## DATA LISTING
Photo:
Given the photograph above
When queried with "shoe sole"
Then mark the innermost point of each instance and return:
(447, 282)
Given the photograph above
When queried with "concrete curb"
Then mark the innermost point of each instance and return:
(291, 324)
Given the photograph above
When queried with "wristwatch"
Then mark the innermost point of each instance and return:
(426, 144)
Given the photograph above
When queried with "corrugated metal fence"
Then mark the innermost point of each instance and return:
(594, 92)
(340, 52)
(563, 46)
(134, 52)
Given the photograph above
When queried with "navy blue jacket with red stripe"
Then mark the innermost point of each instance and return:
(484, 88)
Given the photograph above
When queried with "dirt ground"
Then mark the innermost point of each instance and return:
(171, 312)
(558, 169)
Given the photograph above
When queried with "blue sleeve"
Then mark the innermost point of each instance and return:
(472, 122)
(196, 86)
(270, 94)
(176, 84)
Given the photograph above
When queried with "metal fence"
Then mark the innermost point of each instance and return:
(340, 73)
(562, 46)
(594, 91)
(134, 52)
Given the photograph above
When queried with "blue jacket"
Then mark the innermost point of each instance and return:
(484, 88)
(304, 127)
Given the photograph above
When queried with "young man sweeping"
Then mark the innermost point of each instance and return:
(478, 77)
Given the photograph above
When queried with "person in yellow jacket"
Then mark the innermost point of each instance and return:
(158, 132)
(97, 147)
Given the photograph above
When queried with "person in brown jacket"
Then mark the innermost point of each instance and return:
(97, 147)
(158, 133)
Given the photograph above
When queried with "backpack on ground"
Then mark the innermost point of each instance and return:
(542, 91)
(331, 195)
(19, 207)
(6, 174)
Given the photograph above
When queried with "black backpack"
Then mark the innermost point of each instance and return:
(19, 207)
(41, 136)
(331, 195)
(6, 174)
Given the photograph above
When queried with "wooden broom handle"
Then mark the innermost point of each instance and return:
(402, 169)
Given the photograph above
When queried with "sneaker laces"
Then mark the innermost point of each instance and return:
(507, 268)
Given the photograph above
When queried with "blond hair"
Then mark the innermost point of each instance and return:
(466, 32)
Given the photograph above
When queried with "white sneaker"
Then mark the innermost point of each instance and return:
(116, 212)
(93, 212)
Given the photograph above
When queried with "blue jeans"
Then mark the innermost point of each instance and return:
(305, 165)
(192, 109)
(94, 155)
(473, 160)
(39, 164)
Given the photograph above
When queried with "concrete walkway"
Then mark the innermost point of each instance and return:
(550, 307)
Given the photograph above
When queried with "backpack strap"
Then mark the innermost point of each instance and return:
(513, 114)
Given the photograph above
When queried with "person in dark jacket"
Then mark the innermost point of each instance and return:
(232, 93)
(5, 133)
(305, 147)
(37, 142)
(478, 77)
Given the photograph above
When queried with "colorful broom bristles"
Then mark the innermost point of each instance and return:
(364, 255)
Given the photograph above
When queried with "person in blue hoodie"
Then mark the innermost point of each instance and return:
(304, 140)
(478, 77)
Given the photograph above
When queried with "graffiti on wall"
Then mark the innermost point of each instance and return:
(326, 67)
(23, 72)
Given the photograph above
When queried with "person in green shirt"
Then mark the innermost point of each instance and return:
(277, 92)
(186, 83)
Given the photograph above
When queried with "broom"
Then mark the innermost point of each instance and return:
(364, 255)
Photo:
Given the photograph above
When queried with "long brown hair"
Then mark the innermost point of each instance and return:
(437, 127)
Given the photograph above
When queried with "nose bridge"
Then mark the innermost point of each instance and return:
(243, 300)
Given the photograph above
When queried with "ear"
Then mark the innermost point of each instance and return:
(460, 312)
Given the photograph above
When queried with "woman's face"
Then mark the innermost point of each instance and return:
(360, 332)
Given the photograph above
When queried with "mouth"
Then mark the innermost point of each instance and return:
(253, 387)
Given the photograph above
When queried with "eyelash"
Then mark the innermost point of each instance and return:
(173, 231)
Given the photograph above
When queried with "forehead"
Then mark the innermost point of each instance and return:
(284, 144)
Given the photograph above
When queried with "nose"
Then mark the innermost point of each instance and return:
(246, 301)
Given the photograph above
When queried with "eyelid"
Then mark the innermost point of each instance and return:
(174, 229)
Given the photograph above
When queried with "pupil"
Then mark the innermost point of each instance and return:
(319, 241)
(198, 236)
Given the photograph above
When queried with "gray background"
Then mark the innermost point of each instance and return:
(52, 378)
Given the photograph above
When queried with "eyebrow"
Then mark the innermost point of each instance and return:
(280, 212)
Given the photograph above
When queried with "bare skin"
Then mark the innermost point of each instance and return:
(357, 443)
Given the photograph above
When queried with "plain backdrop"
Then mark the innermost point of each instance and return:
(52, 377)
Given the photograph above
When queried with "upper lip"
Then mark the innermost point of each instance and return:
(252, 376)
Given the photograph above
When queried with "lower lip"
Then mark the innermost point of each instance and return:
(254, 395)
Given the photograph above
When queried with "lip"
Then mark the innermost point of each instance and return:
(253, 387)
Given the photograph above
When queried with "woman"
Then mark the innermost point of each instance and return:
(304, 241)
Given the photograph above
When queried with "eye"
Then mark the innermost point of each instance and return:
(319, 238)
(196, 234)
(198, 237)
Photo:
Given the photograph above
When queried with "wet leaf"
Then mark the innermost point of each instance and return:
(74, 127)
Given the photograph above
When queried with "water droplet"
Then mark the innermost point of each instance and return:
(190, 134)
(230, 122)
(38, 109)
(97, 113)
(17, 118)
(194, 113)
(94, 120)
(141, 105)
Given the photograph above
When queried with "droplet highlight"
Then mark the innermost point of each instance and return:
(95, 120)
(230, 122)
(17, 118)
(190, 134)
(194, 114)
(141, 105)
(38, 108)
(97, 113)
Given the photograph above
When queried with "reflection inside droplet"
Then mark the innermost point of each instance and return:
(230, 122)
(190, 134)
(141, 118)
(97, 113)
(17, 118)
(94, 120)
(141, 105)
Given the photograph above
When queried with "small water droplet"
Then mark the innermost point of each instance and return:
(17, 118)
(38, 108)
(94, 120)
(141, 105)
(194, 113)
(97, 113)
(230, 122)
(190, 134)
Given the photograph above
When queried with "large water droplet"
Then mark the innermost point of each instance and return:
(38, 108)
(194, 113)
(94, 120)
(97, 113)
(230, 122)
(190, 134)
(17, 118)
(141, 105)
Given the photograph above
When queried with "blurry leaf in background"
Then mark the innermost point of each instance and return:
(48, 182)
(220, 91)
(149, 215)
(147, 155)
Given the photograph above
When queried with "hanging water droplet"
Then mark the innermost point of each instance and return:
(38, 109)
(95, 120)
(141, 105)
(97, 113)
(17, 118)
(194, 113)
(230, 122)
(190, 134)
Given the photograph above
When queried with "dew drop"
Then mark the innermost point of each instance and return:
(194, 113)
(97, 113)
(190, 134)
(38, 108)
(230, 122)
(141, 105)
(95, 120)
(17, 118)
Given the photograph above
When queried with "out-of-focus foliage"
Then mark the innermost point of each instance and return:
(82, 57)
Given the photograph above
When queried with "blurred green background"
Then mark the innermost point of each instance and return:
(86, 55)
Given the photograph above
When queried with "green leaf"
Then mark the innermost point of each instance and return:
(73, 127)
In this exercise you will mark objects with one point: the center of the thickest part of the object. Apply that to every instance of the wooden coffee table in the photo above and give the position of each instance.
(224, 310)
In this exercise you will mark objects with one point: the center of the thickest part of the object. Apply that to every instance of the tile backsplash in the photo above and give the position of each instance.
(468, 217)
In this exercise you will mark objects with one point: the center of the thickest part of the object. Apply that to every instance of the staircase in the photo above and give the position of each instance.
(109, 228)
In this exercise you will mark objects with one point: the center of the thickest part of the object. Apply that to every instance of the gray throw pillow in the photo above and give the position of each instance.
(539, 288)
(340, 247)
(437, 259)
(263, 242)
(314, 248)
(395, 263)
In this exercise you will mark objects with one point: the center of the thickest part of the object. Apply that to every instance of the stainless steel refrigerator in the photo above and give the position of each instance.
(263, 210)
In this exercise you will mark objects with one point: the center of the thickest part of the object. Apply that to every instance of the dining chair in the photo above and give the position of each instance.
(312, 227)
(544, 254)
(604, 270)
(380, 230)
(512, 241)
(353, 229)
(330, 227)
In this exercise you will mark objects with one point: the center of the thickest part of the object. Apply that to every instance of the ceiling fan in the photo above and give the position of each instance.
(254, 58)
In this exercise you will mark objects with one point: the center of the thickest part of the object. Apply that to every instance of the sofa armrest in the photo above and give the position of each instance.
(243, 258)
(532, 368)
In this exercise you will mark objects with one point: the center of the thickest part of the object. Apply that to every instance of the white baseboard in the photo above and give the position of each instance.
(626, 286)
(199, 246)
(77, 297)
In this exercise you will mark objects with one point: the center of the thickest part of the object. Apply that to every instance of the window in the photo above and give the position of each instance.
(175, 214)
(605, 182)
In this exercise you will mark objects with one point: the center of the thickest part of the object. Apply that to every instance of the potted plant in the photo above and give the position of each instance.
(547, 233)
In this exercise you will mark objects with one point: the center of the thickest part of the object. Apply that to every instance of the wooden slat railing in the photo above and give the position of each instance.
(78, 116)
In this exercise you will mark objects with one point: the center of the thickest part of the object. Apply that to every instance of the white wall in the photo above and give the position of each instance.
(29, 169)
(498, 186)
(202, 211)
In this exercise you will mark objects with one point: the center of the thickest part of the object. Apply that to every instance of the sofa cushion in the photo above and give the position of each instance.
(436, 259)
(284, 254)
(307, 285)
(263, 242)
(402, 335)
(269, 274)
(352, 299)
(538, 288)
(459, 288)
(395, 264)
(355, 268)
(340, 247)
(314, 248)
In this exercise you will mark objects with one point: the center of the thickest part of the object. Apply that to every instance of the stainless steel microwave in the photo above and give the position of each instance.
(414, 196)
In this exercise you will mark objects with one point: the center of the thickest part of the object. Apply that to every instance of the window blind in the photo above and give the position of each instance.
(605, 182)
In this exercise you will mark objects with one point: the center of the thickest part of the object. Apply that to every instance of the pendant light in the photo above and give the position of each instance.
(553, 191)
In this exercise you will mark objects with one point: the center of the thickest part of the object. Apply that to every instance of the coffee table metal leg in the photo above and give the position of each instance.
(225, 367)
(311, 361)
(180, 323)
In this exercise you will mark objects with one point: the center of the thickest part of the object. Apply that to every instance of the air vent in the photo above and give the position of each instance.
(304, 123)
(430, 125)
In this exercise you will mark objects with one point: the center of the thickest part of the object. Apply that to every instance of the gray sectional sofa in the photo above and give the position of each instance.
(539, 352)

## AIM OF THE EXERCISE
Check the material above line by line, and give only the number of lines holding the string "broom".

## TASK OUTPUT
3